__What to work on__:
The expected output is every line of the data exactly as shown, minus the images.

◆ ◆ ◆ ◆ ◆

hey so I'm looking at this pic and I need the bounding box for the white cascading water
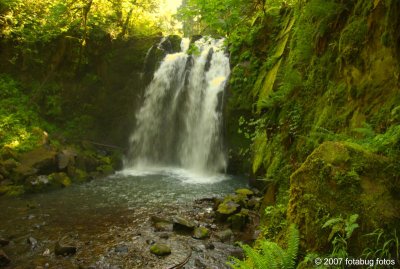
[125,37,230,176]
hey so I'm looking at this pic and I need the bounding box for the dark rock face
[288,141,400,253]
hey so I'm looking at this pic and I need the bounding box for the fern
[282,225,300,269]
[228,224,300,269]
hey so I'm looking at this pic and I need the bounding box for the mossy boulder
[150,243,171,256]
[13,147,57,182]
[235,188,254,197]
[287,141,400,253]
[216,200,240,219]
[227,209,250,231]
[192,226,209,239]
[172,216,195,233]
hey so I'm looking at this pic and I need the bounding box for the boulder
[150,243,171,256]
[216,200,240,220]
[14,147,57,181]
[215,229,233,243]
[54,241,76,256]
[192,227,209,240]
[227,209,249,231]
[173,216,195,233]
[288,141,400,253]
[57,149,77,170]
[235,188,254,197]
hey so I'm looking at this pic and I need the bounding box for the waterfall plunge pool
[0,169,246,268]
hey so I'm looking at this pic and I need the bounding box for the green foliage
[228,224,299,269]
[0,74,51,152]
[338,18,368,60]
[322,214,359,260]
[362,229,400,267]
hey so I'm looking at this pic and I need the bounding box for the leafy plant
[228,224,299,269]
[322,214,359,259]
[362,228,399,267]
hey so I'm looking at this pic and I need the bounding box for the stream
[0,168,247,268]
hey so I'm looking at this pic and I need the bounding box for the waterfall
[125,37,230,175]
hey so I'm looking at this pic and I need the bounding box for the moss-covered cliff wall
[225,0,400,259]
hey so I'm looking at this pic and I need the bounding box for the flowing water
[126,37,230,174]
[0,171,246,268]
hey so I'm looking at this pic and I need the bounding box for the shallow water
[0,168,246,268]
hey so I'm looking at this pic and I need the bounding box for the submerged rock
[0,250,10,267]
[54,241,76,256]
[150,243,171,256]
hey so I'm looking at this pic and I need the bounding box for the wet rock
[194,258,207,269]
[229,247,245,259]
[215,229,233,242]
[205,242,215,250]
[173,216,195,233]
[114,244,128,253]
[27,236,38,250]
[216,201,240,219]
[247,196,261,209]
[0,238,9,247]
[48,172,71,188]
[14,147,58,180]
[154,222,173,232]
[150,243,171,256]
[0,250,11,267]
[54,241,76,256]
[227,209,249,231]
[235,188,254,197]
[57,149,77,170]
[192,227,209,239]
[159,232,169,239]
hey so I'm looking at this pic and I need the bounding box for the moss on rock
[287,141,400,253]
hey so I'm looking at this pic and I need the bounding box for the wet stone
[215,229,233,242]
[150,243,171,256]
[114,244,128,253]
[154,221,173,232]
[192,226,209,239]
[54,241,76,256]
[173,216,195,233]
[27,236,38,250]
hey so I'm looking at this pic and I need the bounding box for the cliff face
[0,34,161,147]
[225,0,400,254]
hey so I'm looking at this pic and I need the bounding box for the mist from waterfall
[125,37,230,176]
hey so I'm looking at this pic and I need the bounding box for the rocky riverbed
[0,169,260,268]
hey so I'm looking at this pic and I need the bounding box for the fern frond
[282,224,300,269]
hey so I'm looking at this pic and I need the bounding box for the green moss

◆ ◆ ◆ ◆ ◆

__Answer__:
hey so I'm looking at this pic and I need the bounding box for the white cascading water
[125,37,230,176]
hey so I'm looking at this pic and I need the bounding box for the dark rock face
[288,141,400,253]
hey so I'm looking at this pic and I need the bounding box for the fern
[282,225,300,269]
[228,224,300,269]
hey so I'm looking at this pic and I need the bounding box for the mossy boulder
[150,243,171,256]
[13,147,57,182]
[235,188,254,197]
[287,141,400,253]
[216,200,240,219]
[227,209,250,231]
[192,226,209,239]
[172,216,195,233]
hey so I'm looking at this pic and I need the bounding box for the boulder
[150,243,171,256]
[216,200,240,220]
[14,147,57,181]
[215,229,233,243]
[54,241,76,256]
[192,227,209,240]
[227,209,249,231]
[173,216,195,233]
[288,141,400,253]
[57,149,77,170]
[235,188,254,197]
hey so I'm looking at this pic and I need the bounding box for the waterfall plunge pool
[0,169,246,268]
hey so I'm looking at this pic and I need the bounding box for the green foliage
[228,224,299,269]
[0,74,51,152]
[338,18,368,60]
[322,214,359,260]
[362,229,400,267]
hey so I'm looking at this pic and I need the bounding box for the leafy plant
[228,224,299,269]
[322,214,359,259]
[362,228,399,267]
hey so I'm looking at this pic and I need the bounding box for the stream
[0,168,247,268]
hey so I'm looking at this pic and I need the bounding box for the waterfall
[125,37,230,175]
hey so I'm looking at this pic and I need the bounding box for the moss-covered cliff wall
[225,0,400,259]
hey so I'm looking at this pic and I need the bounding box for the flowing water
[126,37,230,174]
[0,171,246,268]
hey so I'm looking at this pic and I need the bounding box for the shallow water
[0,168,246,268]
hey so I'm looking at this pic and I need the bounding box for the submerged rock
[0,250,10,267]
[54,241,76,256]
[150,243,171,256]
hey so I'm looking at this pic and I need the bounding box for the wet rock
[194,258,207,269]
[229,247,245,259]
[215,229,233,242]
[205,242,215,250]
[173,216,195,233]
[114,244,128,253]
[27,236,38,250]
[216,201,240,219]
[247,196,261,209]
[0,238,9,247]
[48,172,71,188]
[14,147,58,180]
[154,222,173,232]
[150,243,171,256]
[0,250,11,267]
[54,241,76,256]
[227,209,249,231]
[235,188,254,197]
[57,149,77,170]
[192,227,209,239]
[159,232,169,239]
hey so I'm looking at this pic and I need the bounding box for the moss on rock
[287,141,400,253]
hey so I'm looking at this pic and I need the bounding box for the wet stone
[215,229,233,242]
[150,243,171,256]
[114,244,128,253]
[154,221,173,232]
[192,226,209,239]
[54,241,76,256]
[173,216,195,233]
[27,236,38,250]
hey so I'm looking at this pic and I need the bounding box for the cliff face
[0,34,161,147]
[225,0,400,254]
hey so I'm looking at this pic and I need the bounding box for the mist from waterfall
[125,37,230,176]
hey so I'm looking at this pic and I need the bounding box for the rocky riverbed
[0,169,260,268]
hey so I'm looking at this pic and I need the bounding box for the fern frond
[282,224,300,269]
hey so I'm looking at this pic and I need the bounding box for the green moss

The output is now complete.